**TEXTO PROPORCIONADO**
-=-=-=-=-
Chile: más allá del mito de la constituyente

Flavio Darío Espinal

Los resultados del plebiscito constitucional en Chile, con una mayoría abrumadora a favor del rechazo a la nueva Constitución, ha planteado serias interrogantes sobre un proceso que, originalmente, fue concebido como la salida a una profunda crisis social que estremeció el sistema político chileno. Como se ha mencionado tantas veces estos días, el proceso constituyente chileno fue la respuesta inteligente en su momento, pero en último término fallida, al impactante estallido social que tuvo lugar en ese país en octubre de 2019 que llevó a las calles a millones de chilenos por quejas y demandas insatisfechas, si bien grupos minoritarios recurrieron a la violencia que en alguna medida empañó ese movimiento social.

Ante un gobierno de derecha encabezado por Sebastián Piñera cuya única respuesta en esa difícil coyuntura fue la represión brutal de los carabineros, lo que, a su vez, atizó aún más las protestas, un grupo de líderes de diferentes partidos políticos llegó al acuerdo de propiciar un proceso constituyente que sustituyera la ya deslegitimada Constitución de Pinochet no obstante esta haber sido reformada decenas de veces. Gabriel Boric, un joven diputado de izquierda, fue uno de los propiciadores de ese acuerdo, con lo que mostró sentido de responsabilidad y madera de estadista aunque al precio de recibir el repudio de sus propios seguidores que lo consideraron un traidor de las masas movilizadas a favor de cambios profundos en la sociedad chilena.

Como argumentó esta columna al comienzo de ese proceso, poco tiempo después de ese acuerdo político que hizo posible que cedieran las grandes manifestaciones y que Piñera pudiera terminar tranquilo su desgastado gobierno, la constituyente se convirtió en un mito en el sentido en que lo concibió George Sorel a principios del siglo XX en su libro Reflexiones sobre la violencia. Esto es, la constituyente se convirtió en el espacio simbólico o significante flotante que sirvió para condensar una multiplicidad de demandas sociales y políticas que no tenía un punto de referencia común dado el hecho de que ninguna fuerza política tenía la hegemonía del movimiento social.

Esta carga simbólica de la constituyente generó una subjetividad pocas veces vista en América Latina, lo que se expresó en el gran respaldo que recibió la consulta para decidir si llevar a cabo o no un proceso constituyente que, se esperaba, generara una nueva Constitución que pusiera fin, simbólicamente hablando, a la Constitución pinochetista y marcara el comienzo de un nuevo ciclo político más incluyente y participativo. Debió de ser muy frustrante para las fuerzas sociales y políticas que propiciaron las protestas y empujaron por el cambio político-constitucional que el 62% de los electores rechazaran el texto que aprobó la Asamblea Constituyente.
-=-=-=-=-
**MATERIAL PROPORCIONADO**
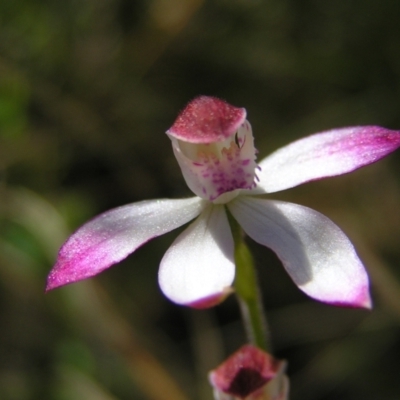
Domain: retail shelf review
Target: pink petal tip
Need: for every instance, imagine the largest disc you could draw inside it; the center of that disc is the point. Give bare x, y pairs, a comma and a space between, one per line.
207, 120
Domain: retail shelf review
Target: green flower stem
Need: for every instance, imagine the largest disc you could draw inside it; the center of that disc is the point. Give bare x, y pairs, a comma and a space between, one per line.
248, 294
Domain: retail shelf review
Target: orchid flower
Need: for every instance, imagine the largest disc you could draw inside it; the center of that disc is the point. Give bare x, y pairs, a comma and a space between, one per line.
213, 144
250, 374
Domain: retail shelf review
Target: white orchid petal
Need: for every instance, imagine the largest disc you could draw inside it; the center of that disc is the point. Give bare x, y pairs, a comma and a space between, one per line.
325, 154
198, 269
315, 252
112, 236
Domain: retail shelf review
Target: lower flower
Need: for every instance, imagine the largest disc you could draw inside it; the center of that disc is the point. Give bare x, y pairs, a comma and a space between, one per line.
250, 374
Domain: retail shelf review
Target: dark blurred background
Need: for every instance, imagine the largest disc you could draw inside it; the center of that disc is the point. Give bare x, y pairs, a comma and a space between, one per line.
87, 90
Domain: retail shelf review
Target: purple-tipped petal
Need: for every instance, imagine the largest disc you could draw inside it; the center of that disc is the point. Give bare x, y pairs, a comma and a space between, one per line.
315, 252
199, 265
207, 120
325, 154
112, 236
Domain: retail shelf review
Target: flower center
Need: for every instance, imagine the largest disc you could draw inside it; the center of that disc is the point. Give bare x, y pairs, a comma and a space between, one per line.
215, 169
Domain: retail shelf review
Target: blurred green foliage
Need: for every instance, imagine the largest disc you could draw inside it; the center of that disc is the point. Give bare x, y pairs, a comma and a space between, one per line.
87, 89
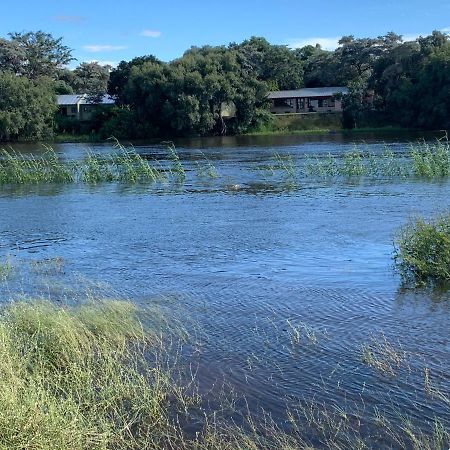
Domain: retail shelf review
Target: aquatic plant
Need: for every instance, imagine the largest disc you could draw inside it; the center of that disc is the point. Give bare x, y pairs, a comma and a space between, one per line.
6, 269
422, 251
382, 355
77, 378
431, 161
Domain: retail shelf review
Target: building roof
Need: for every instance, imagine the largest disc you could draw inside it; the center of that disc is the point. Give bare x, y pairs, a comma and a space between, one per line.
309, 92
83, 99
72, 99
104, 100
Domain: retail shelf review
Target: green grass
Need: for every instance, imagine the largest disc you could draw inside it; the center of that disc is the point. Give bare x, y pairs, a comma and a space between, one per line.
422, 251
76, 378
6, 269
93, 377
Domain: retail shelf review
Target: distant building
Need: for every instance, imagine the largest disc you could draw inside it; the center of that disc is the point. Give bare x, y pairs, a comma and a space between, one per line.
80, 106
307, 100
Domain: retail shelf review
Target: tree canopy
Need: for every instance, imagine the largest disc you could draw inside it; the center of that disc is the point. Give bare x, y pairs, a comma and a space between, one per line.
223, 89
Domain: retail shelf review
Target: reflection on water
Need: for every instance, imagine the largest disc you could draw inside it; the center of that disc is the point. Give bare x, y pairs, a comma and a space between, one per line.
284, 282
-=-=-=-=-
**TAREAS POR HACER**
(1) Indica si cada afirmación coincide con la columna sobre el plebiscito chileno y justifica tu respuesta con las palabras exactas de la columna que lo deciden: (a) El estallido social en Chile ocurrió en octubre de 2019. (b) La Constitución de Pinochet nunca había sido reformada. (c) El 62% de los electores rechazó el texto aprobado por la Asamblea Constituyente.
(2) Reproduce sin cambios el pasaje de la columna sobre el plebiscito chileno que empieza con "Flavio Darío Espinal" y sigue hasta "ese movimiento social.".
(3) Según la columna sobre el plebiscito chileno, ¿en qué libro concibió George Sorel la idea de mito?

**RESPUESTAS DEL EJERCICIO**
(1)
(a) Sí: "estallido social que tuvo lugar en ese país en octubre de 2019".
(b) No: "no obstante esta haber sido reformada decenas de veces".
(c) Sí: "que el 62% de los electores rechazaran el texto que aprobó la Asamblea Constituyente".

(2)
Flavio Darío Espinal

Los resultados del plebiscito constitucional en Chile, con una mayoría abrumadora a favor del rechazo a la nueva Constitución, ha planteado serias interrogantes sobre un proceso que, originalmente, fue concebido como la salida a una profunda crisis social que estremeció el sistema político chileno. Como se ha mencionado tantas veces estos días, el proceso constituyente chileno fue la respuesta inteligente en su momento, pero en último término fallida, al impactante estallido social que tuvo lugar en ese país en octubre de 2019 que llevó a las calles a millones de chilenos por quejas y demandas insatisfechas, si bien grupos minoritarios recurrieron a la violencia que en alguna medida empañó ese movimiento social.

(3) En Reflexiones sobre la violencia.